(The problem) Reproduce every one of the items below word for word, changing nothing.
******************************
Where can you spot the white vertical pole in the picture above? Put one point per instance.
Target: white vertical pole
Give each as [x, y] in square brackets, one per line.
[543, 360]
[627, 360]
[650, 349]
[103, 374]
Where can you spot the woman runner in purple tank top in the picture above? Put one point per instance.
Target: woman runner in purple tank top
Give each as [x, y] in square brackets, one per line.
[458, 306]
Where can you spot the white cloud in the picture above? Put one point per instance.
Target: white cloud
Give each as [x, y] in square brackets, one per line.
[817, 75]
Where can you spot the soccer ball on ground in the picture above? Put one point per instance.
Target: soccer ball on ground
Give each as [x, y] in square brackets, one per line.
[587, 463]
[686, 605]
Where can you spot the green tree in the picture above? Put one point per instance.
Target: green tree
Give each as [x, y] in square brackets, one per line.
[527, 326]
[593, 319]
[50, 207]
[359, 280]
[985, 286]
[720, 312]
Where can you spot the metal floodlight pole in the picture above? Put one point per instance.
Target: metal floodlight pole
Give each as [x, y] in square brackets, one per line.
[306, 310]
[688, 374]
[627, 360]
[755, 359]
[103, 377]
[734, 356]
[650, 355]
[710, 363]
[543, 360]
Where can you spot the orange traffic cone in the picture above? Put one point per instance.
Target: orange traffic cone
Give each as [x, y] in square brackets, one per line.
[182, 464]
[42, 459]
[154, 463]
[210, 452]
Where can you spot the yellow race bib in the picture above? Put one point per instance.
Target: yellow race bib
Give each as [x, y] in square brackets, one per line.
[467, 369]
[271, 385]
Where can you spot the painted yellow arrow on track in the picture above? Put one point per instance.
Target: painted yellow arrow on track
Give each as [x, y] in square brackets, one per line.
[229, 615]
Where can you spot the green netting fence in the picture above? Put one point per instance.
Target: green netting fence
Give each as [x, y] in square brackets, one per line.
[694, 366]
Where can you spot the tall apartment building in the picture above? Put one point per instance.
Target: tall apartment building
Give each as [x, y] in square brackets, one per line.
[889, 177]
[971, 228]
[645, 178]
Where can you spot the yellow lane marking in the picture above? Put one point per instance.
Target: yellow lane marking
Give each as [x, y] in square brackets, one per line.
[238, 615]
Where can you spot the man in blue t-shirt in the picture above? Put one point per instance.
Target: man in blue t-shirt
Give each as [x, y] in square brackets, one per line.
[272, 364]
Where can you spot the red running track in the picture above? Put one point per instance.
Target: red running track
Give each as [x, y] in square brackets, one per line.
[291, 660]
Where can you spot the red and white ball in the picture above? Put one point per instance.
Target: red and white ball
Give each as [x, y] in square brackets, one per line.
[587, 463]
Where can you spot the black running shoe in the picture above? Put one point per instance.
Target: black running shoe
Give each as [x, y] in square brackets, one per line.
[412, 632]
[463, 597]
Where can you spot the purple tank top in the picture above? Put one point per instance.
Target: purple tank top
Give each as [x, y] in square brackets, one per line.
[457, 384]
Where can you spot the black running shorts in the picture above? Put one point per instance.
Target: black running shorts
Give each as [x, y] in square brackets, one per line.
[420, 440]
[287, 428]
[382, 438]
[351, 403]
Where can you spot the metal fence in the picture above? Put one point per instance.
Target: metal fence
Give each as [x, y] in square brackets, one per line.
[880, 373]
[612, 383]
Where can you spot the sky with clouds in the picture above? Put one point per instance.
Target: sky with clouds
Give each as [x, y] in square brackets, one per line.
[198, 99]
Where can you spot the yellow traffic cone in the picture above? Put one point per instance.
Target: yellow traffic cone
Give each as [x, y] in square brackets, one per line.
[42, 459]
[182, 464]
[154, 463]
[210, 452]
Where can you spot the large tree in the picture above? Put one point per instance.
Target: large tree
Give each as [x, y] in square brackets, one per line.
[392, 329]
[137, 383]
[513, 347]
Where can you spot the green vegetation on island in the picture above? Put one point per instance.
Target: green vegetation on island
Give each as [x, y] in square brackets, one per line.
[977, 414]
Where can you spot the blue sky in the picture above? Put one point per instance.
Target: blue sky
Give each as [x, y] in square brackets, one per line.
******************************
(Task result)
Where can you spot the white vertical pole in the picture above? Put one point per instance.
Target: white vertical pole
Give each as [x, y] in square brackets, one per line.
[543, 360]
[627, 360]
[650, 349]
[103, 374]
Where can you spot the woman runner in purple tank top in the picture above? Put one point per instance.
Target: woman runner in purple tank top
Give each as [x, y] in square brackets, one per line.
[458, 306]
Where can you spot the white cloud in the picture above? Put one point per instance.
Target: white cloud
Give each as [x, y] in square brackets, one per line.
[817, 75]
Where can you spot the soccer ball on ground in the picture above? Put one point per instance.
Target: soccer ball on ground
Give each as [x, y] in square brackets, one per line.
[587, 463]
[686, 605]
Where can you spot the green tree in the picture above? Put one point per instance.
Target: green tree
Give each as [x, y] in square brackets, one per line.
[527, 326]
[593, 319]
[50, 207]
[359, 280]
[985, 286]
[720, 312]
Where can you spot the metal floodlight pole in the picture above? Put one point per instance.
Target: metal floodlight pole
Give each as [x, y] in square brackets, one per line.
[306, 310]
[688, 374]
[627, 360]
[755, 359]
[103, 377]
[734, 356]
[650, 355]
[710, 363]
[543, 360]
Where can you spot the orange traffic cone in the picture above? Put one point per instance.
Target: orange traffic cone
Give each as [x, y] in square brackets, one per line.
[182, 464]
[42, 459]
[154, 463]
[210, 452]
Where can you spot the yellow race bib in the picture above? Put one point per instance.
Target: yellow race bib
Give each as [x, y] in square brackets, one per line.
[467, 369]
[271, 385]
Where can you spot the painted yellow arrow on track in the picture above? Put one point per instance.
Target: painted yellow arrow on track
Give each as [x, y] in square brackets, one per line.
[229, 615]
Where can you spot the green netting fence in the picture above? Put one point per instance.
Target: green netting fence
Give each as [x, y] in square brackets, one per line.
[694, 366]
Where can you spot the tall apartment building in the picture above? Put one point per instance.
Target: tall apartment building
Give each as [x, y] in square brackets, one per line.
[889, 177]
[971, 228]
[645, 178]
Where can you spot the yellow lane marking in the picture above? Put one point per instance.
Target: yellow lane marking
Give each as [x, y] in square brackets, one per line.
[238, 615]
Where can you spot the man in blue t-shirt in the picture above? Put one point per instance.
Target: man in blue t-shirt
Give each as [x, y] in square brackets, one per line.
[272, 364]
Where can you spot the red running track in the picture above? Put one point per instance.
Target: red running track
Give each as [x, y] in square brackets, one per line.
[291, 660]
Where can you spot the red and white ball in the picture above? Put one point per instance.
Target: red and white ball
Give each as [x, y] in square brackets, one per line.
[587, 463]
Where can you spot the black running shoe in the picture above? Put one point per instance.
Target: black running shoe
Give each as [x, y] in square brackets, one per line.
[412, 632]
[463, 597]
Where can you spot the purple tank top in the picture above? Put one point per instance.
Target: purple tank top
Give each as [x, y] in square brackets, one per line.
[457, 384]
Where can you spot the black running shorts in the picture above? Put one point per instance.
Target: black running shorts
Give each as [x, y] in square brackets, one per line.
[420, 440]
[287, 428]
[382, 438]
[351, 403]
Where can you spot the metal fence in the picture above? Put one point per instance.
Target: metal fence
Give each as [x, y] in square brackets, one per line.
[880, 373]
[612, 383]
Where can you spot the sky with clouds in the picture above? Put one point per instance.
Target: sky with clouds
Give each as [x, y] in square brackets, one per line.
[198, 99]
Where can you spot the yellow traffic cone in the picture above? Put one point per instance.
Target: yellow traffic cone
Give each as [x, y] in square brackets, one per line.
[42, 459]
[182, 464]
[154, 463]
[210, 452]
Where can you spot the large tree in the picture above? Put one point per instance.
Target: large tree
Give each as [x, y] in square brackets, one per line.
[392, 329]
[137, 383]
[513, 347]
Where can you spot the green vegetation on island in the picture above? Put one point per instance.
Target: green vegetation on island
Give each as [x, y] in square brackets, one per line.
[977, 414]
Where can you spot the blue sky in the picture above? Put one point per instance.
Target: blue sky
Give each as [x, y] in square brackets, one per line.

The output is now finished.